**Verilen görev a**
Aşağıdaki listede "Task: Indicate the shadow" ifadesini içeren satırdan başla ve listenin son satırında dur, iki uç da dahil olsun. Bu satırları boş olanları atlayarak numaralı bir listeye dönüştür.

**Verilen metin**
————

Mustafa Kemal’in önder kişiliği Sivas Kongresi’ne de damgasını vurmuştu. “Ulusal mücadeleyi temsil edip yönetecek önderin o olduğu açıktı. Son derece kesin ve ödünsüz kararlılıkla yoluna devam etti, ne istediğini bilerek, dolambaçlı yollara sapmadan hedefine yürüdü. Başlangıçta yeterince güven duymayanlar, daha sonra büyüsüne kapılarak, etkisi altına girdiler. Bilgi ve bilinciyle kongreye yön veren, önemli kararları belirleyen hep oydu.” (agy)

İkinci Kurtuluş Savaşçıları da bu inanç, kararlılıkla Antiemperyalist Kurtuluş Savaşımızı nihai sonucuna ulaştıracaklar. Bunun yolu da Mustafa Kemal gibi; Önderimiz Köyceğiz Kuvayimilliye Komutanı, Türkiye Devrimi’nin Önderi Hikmet Kıvılcımlı gibi, ondan bayrağı devralan Genel Başkanımız Nurullah Efe Ankut gibi, azim, umut ve enerjisi tükenmez bir kaynak gibi, yorulmak nedir bilmez biçimde gece gündüz çalışmaktan, halkımıza, Yoldaşlarımıza cesaret, özveri ve inanç aşılamaktan geçmekte.

————

**Sağlanan malzeme**
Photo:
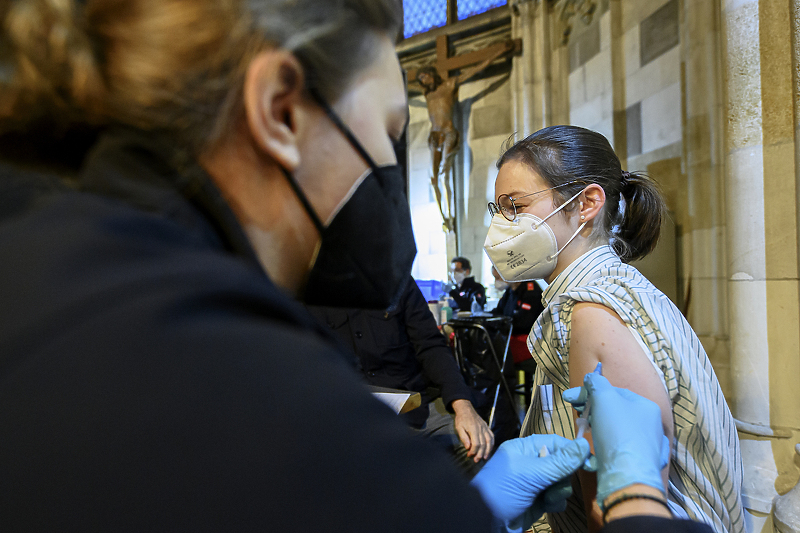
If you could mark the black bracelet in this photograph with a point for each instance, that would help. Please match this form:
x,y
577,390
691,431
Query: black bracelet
x,y
627,497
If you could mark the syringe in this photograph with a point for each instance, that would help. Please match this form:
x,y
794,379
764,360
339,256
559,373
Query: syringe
x,y
583,421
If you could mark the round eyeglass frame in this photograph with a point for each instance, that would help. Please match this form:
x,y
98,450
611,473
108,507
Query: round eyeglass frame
x,y
505,204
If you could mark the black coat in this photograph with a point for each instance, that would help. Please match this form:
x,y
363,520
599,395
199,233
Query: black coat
x,y
468,290
152,378
523,305
401,349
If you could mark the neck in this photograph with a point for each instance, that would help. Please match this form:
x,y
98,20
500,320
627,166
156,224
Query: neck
x,y
579,246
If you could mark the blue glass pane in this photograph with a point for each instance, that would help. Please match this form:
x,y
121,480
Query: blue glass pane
x,y
422,15
467,8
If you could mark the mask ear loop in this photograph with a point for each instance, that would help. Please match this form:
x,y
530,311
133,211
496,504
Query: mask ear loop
x,y
350,138
580,228
342,128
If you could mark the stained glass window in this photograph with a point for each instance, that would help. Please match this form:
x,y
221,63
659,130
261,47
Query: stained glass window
x,y
422,15
468,8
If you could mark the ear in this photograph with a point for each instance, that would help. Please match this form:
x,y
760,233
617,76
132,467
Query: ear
x,y
592,201
273,92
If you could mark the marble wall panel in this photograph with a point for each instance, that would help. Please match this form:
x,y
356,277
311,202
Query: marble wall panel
x,y
744,200
598,75
487,121
653,77
780,214
634,12
577,87
584,46
631,50
661,118
633,119
784,345
743,75
659,32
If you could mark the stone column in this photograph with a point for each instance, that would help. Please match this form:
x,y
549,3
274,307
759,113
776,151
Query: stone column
x,y
531,74
761,221
703,159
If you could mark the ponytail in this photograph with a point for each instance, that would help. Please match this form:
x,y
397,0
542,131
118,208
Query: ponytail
x,y
639,221
56,71
568,158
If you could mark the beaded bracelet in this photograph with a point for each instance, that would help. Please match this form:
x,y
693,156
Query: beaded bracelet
x,y
627,497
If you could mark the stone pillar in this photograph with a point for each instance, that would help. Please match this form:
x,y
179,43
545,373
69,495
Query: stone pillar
x,y
703,220
531,75
761,223
522,15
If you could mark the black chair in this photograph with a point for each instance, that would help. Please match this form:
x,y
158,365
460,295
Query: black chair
x,y
480,346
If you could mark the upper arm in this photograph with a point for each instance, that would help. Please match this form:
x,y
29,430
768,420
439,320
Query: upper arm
x,y
598,335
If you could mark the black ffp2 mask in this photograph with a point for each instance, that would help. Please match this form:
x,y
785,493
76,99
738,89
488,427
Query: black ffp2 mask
x,y
366,252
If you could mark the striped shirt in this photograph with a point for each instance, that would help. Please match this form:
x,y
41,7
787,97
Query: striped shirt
x,y
705,477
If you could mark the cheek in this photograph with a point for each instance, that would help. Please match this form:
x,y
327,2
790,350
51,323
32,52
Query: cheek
x,y
329,168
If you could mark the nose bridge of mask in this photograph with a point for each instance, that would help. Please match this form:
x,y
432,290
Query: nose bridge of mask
x,y
562,206
347,196
337,122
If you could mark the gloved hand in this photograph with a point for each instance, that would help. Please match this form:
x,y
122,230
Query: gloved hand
x,y
519,486
629,442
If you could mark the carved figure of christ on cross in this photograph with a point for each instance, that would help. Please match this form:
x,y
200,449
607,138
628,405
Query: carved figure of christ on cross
x,y
441,94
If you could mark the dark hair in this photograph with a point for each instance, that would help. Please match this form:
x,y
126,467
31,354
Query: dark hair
x,y
631,218
465,264
176,66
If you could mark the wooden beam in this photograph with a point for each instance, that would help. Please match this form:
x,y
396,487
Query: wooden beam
x,y
442,53
473,58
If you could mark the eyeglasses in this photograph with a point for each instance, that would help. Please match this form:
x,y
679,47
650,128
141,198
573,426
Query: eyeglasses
x,y
505,204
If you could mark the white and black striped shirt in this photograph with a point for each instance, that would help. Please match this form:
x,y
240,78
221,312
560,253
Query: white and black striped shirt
x,y
705,478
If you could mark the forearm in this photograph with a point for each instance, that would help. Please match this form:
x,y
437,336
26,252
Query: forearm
x,y
636,506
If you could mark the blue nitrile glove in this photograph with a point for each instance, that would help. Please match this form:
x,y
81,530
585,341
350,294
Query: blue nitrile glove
x,y
519,486
629,442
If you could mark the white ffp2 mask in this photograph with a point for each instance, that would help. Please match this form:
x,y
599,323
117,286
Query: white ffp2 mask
x,y
525,249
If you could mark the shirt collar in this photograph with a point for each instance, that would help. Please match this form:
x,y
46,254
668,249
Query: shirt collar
x,y
580,272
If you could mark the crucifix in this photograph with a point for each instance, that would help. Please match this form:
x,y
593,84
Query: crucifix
x,y
441,94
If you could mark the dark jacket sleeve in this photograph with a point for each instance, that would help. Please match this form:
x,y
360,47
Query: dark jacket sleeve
x,y
151,384
528,307
431,348
646,524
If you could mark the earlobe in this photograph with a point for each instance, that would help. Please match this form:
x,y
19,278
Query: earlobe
x,y
273,91
594,198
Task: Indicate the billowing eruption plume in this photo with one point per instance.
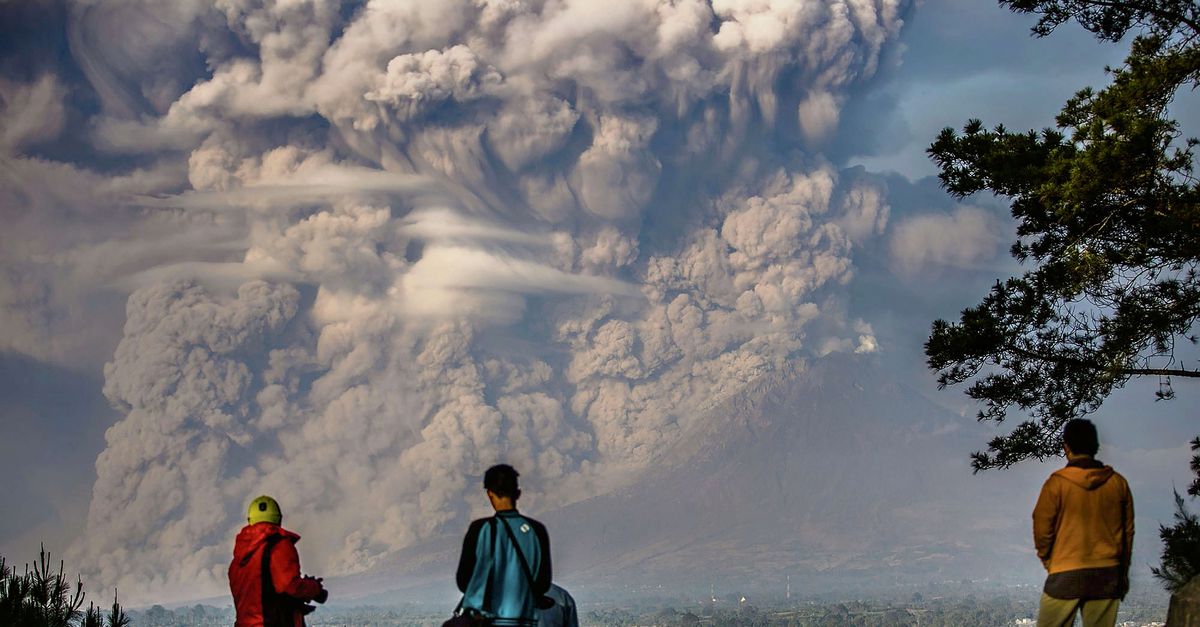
(549, 232)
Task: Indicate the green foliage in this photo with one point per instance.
(45, 597)
(1181, 548)
(1107, 216)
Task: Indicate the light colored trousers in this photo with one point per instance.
(1061, 611)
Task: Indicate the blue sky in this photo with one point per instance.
(121, 179)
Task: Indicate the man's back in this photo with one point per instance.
(491, 573)
(1084, 519)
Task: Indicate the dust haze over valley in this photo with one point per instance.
(352, 254)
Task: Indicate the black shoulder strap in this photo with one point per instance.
(525, 565)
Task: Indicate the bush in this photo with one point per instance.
(42, 597)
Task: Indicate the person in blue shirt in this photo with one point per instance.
(504, 568)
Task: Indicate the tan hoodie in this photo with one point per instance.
(1084, 519)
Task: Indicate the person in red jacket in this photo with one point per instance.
(264, 574)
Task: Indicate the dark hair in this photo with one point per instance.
(1080, 436)
(502, 479)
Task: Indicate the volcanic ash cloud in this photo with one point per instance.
(541, 232)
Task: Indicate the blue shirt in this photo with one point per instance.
(490, 572)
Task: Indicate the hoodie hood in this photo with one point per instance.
(251, 537)
(1087, 475)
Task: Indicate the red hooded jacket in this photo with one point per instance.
(264, 578)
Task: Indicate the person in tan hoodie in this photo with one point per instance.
(1083, 530)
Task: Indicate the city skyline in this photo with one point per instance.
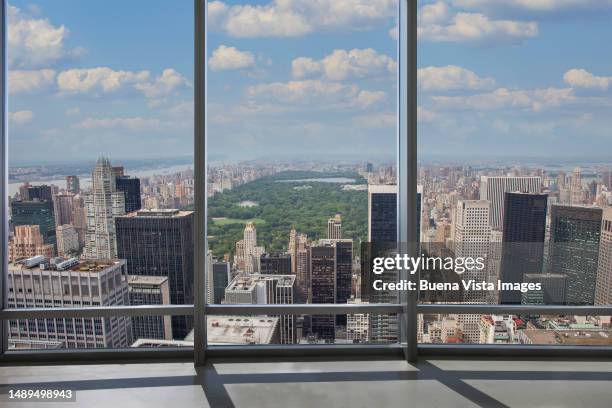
(303, 81)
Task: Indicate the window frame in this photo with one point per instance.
(407, 307)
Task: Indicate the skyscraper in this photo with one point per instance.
(28, 242)
(70, 283)
(382, 213)
(67, 240)
(472, 239)
(73, 184)
(493, 189)
(574, 245)
(221, 278)
(323, 290)
(31, 193)
(37, 212)
(160, 243)
(576, 191)
(150, 290)
(603, 288)
(102, 204)
(279, 264)
(553, 292)
(524, 230)
(334, 227)
(130, 186)
(62, 208)
(248, 254)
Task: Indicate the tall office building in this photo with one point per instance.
(35, 212)
(266, 289)
(574, 246)
(323, 290)
(472, 240)
(28, 242)
(334, 227)
(73, 184)
(221, 278)
(553, 292)
(299, 251)
(63, 208)
(79, 219)
(493, 189)
(607, 179)
(576, 190)
(102, 205)
(603, 288)
(41, 193)
(150, 290)
(130, 186)
(248, 254)
(524, 231)
(278, 264)
(43, 283)
(382, 229)
(67, 240)
(160, 243)
(382, 213)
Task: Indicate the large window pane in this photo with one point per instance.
(514, 157)
(301, 132)
(100, 167)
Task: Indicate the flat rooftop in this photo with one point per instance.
(248, 282)
(82, 265)
(146, 280)
(157, 213)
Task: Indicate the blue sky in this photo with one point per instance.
(305, 78)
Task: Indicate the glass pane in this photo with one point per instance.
(514, 154)
(100, 167)
(532, 329)
(301, 131)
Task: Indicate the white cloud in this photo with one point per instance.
(289, 18)
(133, 124)
(426, 115)
(97, 79)
(21, 117)
(35, 42)
(28, 81)
(580, 78)
(503, 98)
(434, 13)
(316, 93)
(451, 77)
(394, 33)
(342, 64)
(475, 27)
(228, 58)
(164, 84)
(536, 5)
(365, 99)
(106, 80)
(377, 120)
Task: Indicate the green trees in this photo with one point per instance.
(282, 206)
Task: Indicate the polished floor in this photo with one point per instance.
(312, 382)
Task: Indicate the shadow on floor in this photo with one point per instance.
(214, 384)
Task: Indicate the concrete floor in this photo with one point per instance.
(312, 382)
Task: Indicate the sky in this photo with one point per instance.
(308, 79)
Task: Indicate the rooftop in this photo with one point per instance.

————

**Verilen görev b**
Yukarıdaki metnin "İkinci Kurtuluş Savaşçıları" sözcükleriyle başlayan ve "inanç aşılamaktan geçmekte." sözcükleriyle biten kısmını yeniden yaz, bu kısımda "enerjisi" yerine "gücü" kullan.

**Yanıt a**
1. Task: Indicate the shadow on floor in this photo with one point per instance.
2. (214, 384)
3. Task: Indicate the concrete floor in this photo with one point per instance.
4. (312, 382)
5. Task: Indicate the sky in this photo with one point per instance.
6. (308, 79)
7. Task: Indicate the rooftop in this photo with one point per instance.

**Yanıt b**
İkinci Kurtuluş Savaşçıları da bu inanç, kararlılıkla Antiemperyalist Kurtuluş Savaşımızı nihai sonucuna ulaştıracaklar. Bunun yolu da Mustafa Kemal gibi; Önderimiz Köyceğiz Kuvayimilliye Komutanı, Türkiye Devrimi’nin Önderi Hikmet Kıvılcımlı gibi, ondan bayrağı devralan Genel Başkanımız Nurullah Efe Ankut gibi, azim, umut ve gücü tükenmez bir kaynak gibi, yorulmak nedir bilmez biçimde gece gündüz çalışmaktan, halkımıza, Yoldaşlarımıza cesaret, özveri ve inanç aşılamaktan geçmekte.